==== Listed records

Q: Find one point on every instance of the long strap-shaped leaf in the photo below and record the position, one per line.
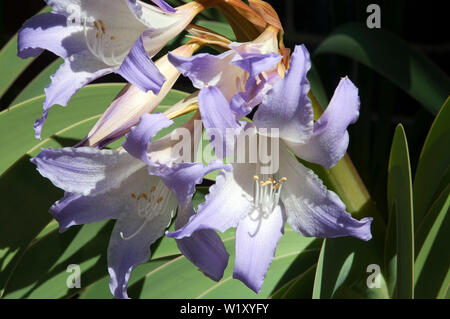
(400, 205)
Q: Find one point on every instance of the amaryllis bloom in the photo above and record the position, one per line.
(258, 203)
(97, 37)
(222, 78)
(141, 187)
(131, 103)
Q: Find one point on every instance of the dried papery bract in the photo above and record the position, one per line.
(245, 22)
(266, 11)
(131, 103)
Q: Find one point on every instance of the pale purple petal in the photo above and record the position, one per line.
(220, 122)
(75, 209)
(203, 69)
(287, 106)
(312, 209)
(50, 31)
(140, 136)
(329, 141)
(256, 63)
(85, 170)
(130, 243)
(256, 242)
(164, 6)
(204, 248)
(76, 72)
(228, 200)
(139, 69)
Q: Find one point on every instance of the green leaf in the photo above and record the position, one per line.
(342, 265)
(400, 204)
(434, 164)
(161, 277)
(394, 59)
(300, 287)
(19, 179)
(11, 65)
(431, 268)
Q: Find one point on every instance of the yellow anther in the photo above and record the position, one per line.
(103, 26)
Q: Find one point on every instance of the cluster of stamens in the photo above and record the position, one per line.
(267, 194)
(98, 48)
(149, 205)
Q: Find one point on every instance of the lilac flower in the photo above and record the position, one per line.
(141, 192)
(258, 204)
(99, 37)
(230, 83)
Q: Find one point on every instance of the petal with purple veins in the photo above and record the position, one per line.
(49, 31)
(287, 106)
(139, 69)
(77, 71)
(329, 141)
(312, 209)
(132, 236)
(85, 170)
(229, 199)
(257, 237)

========

In this exercise, set down all of the data exactly, without the pictures.

Q: Find one point on every instance of the long strap-shaped leaf in the photo below and record the position, one per line.
(400, 205)
Q: Find one point on every instance of the amaryllis bloom in the photo above and record the position, one per line.
(258, 203)
(97, 37)
(222, 78)
(141, 187)
(131, 103)
Q: Find one point on every instance of the dried papery bract in the photo above and record the position, one per line.
(245, 22)
(266, 11)
(131, 103)
Q: Find one point on every instance of the pale purple petal in the photo above and record the position, one per line.
(220, 122)
(75, 209)
(203, 69)
(287, 106)
(312, 209)
(50, 31)
(140, 136)
(329, 141)
(256, 63)
(85, 170)
(130, 243)
(256, 242)
(164, 6)
(204, 248)
(76, 72)
(228, 200)
(139, 69)
Q: Find one point on every instance of the green leaf in the photo above and record the position, one per line.
(342, 265)
(400, 204)
(434, 164)
(161, 277)
(394, 59)
(300, 287)
(19, 179)
(11, 65)
(431, 268)
Q: Find one point on every instance of the yellow anther in the photo above and record the position, one per line.
(103, 26)
Q: Find one point on every instance of the cluster of stamens in the photo above and record the position, one per line.
(267, 194)
(98, 48)
(149, 205)
Q: Find one point on every instance of the lilac flower in the photo above and record the position, one per line.
(141, 192)
(258, 204)
(99, 37)
(230, 83)
Q: Find one point on every instance of the petal with purple veins in the photo above and record the position, one per line.
(49, 31)
(287, 106)
(139, 69)
(77, 71)
(329, 141)
(312, 209)
(132, 236)
(85, 170)
(229, 199)
(257, 237)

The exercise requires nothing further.